Supplied material ->
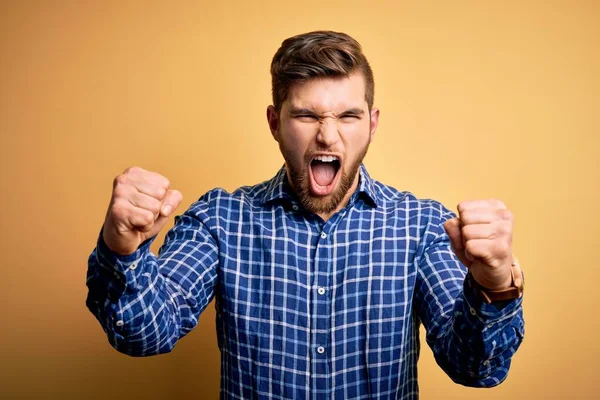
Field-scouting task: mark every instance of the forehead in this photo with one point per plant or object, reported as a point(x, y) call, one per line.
point(328, 94)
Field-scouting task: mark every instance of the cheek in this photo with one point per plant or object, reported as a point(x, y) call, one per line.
point(356, 137)
point(295, 141)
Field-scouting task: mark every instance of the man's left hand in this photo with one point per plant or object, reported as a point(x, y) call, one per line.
point(481, 237)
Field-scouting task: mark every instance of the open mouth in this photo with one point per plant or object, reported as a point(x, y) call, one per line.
point(324, 174)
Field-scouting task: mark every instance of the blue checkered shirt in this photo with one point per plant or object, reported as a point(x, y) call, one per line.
point(308, 309)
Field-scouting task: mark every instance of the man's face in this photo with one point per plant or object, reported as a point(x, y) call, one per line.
point(324, 130)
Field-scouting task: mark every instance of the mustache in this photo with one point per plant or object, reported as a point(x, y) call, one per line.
point(310, 154)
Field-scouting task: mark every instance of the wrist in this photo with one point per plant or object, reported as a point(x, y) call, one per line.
point(513, 290)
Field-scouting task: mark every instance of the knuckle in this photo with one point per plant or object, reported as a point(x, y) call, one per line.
point(119, 180)
point(506, 214)
point(161, 191)
point(147, 218)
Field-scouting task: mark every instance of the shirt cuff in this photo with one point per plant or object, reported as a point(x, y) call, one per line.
point(128, 268)
point(486, 313)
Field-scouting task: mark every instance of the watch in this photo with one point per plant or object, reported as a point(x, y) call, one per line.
point(515, 291)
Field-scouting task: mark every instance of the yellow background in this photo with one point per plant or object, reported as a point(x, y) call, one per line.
point(478, 99)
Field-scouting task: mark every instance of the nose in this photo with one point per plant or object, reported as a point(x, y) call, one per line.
point(328, 134)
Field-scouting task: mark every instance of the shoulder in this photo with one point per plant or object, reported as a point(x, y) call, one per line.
point(392, 199)
point(219, 201)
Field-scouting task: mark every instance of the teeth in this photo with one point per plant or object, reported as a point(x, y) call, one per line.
point(326, 158)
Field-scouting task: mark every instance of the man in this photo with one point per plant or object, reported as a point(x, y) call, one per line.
point(321, 275)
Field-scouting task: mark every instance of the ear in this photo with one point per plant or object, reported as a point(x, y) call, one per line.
point(273, 120)
point(374, 122)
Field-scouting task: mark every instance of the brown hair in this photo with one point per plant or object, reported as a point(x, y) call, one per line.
point(318, 54)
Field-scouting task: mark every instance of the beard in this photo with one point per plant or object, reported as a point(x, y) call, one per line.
point(300, 182)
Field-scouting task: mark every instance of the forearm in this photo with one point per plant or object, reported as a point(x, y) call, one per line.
point(140, 306)
point(477, 344)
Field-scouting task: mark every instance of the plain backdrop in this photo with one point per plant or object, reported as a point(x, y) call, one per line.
point(478, 99)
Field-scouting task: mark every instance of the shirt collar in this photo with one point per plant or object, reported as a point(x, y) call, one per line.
point(278, 188)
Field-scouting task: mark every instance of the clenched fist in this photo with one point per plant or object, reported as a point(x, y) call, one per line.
point(140, 206)
point(481, 237)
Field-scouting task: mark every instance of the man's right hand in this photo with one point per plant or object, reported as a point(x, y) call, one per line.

The task -> Write out the data precisely as given, excluding the pictures.

Result ->
Field-scouting task: mark every instance of the forehead in this photo with one point per plant or object, reported as a point(x, y) call, one per line.
point(328, 94)
Field-scouting task: mark every instance of the cheek in this photo with one point per plant or object, reported as a point(x, y) call, one per line.
point(356, 137)
point(295, 141)
Field-scouting task: mark every instance of the man's left hand in this photo with one point per plant or object, reported as a point(x, y) call, one per line.
point(481, 237)
Field-scouting task: mark every instance of the open mouth in this photo with one point per plant or object, reported as a point(x, y) call, one per line.
point(324, 174)
Field-scouting task: mark every instance of the blue checkered shirt in this photo with one point per plant or object, reported as a point(x, y) call, one per line.
point(308, 309)
Field-scouting task: mark every instance of the man's face in this photo with one point per plant or object, reported as a point(x, y) call, one per line.
point(324, 130)
Field-scouting task: mark every instance of the mustache in this photo with one point per plant or object, reported as a point(x, y) call, one per line.
point(310, 154)
Field-scouting task: mark every instance of the wrist in this photo with one point per plant or object, reported as a point(x, y) call, one per line.
point(513, 290)
Field-scouting task: mark every instance of the knuckle in this photo with one point per plant or object, reported as a point(x, y) call, one per line.
point(119, 180)
point(506, 214)
point(161, 191)
point(147, 218)
Field-scouting task: mark every instance of the shirt cuff in this photo with one point per plant or object, reported as a point(x, y) call, one per line.
point(128, 268)
point(486, 313)
Field-scouting task: mark every instance of the watch in this photo with one point per plant or object, reported as a point(x, y) call, one per line.
point(515, 291)
Field-scouting task: mark every instance of the yellow background in this photo with one point per plant or object, reported as a point(x, y) call, one per line.
point(478, 99)
Field-scouting task: mark every instance of the nose in this photo with one point per plant or object, reported as a point(x, y) call, one per line.
point(328, 134)
Field-scouting task: mark every instance of the shoulder in this photo with one point per plant or object, reported as a point(x, y) call, one per line.
point(392, 199)
point(219, 201)
Field-scouting task: mark every instance of the teeth in this photo with one point per plant or object, reported as a point(x, y) call, one per line.
point(326, 158)
Field-scouting task: mark every instance of the man in this photo with one point per plant or object, reported as a point(x, y) call, one per line.
point(321, 275)
Field-scouting task: mark every instance of the ear in this photo with one point per plant or object, reported as a point(x, y) call, one per line.
point(273, 120)
point(374, 122)
Field-scouting task: mark every instance of the brown hair in this photo with one point per plant or object, reported as a point(x, y) call, one per line.
point(318, 54)
Field-scouting task: mark every instance of the beard in this photo with one point per plant or object, reported as a point(x, y) call, one per line.
point(300, 182)
Field-scouting task: mark every instance of the forearm in this photo with one point per plant or object, reported as a point(x, y) call, one per line.
point(140, 306)
point(477, 344)
Field-scouting task: mark every instance of the plain backdrop in this photo with one point per plant or object, reported as a point(x, y) call, one per line.
point(478, 99)
Field-scouting task: mark every instance of the shirt collar in this photo with one point per plant or object, reported as a point(x, y) call, one per line.
point(278, 188)
Field-scouting task: mark every instance of the clenched fist in this photo with one point per plant or object, reported as a point(x, y) call, one per line.
point(140, 206)
point(481, 237)
Field-scouting task: mark every instance of the man's right hand in this photo with one point per plant or object, reported as a point(x, y) call, one per line.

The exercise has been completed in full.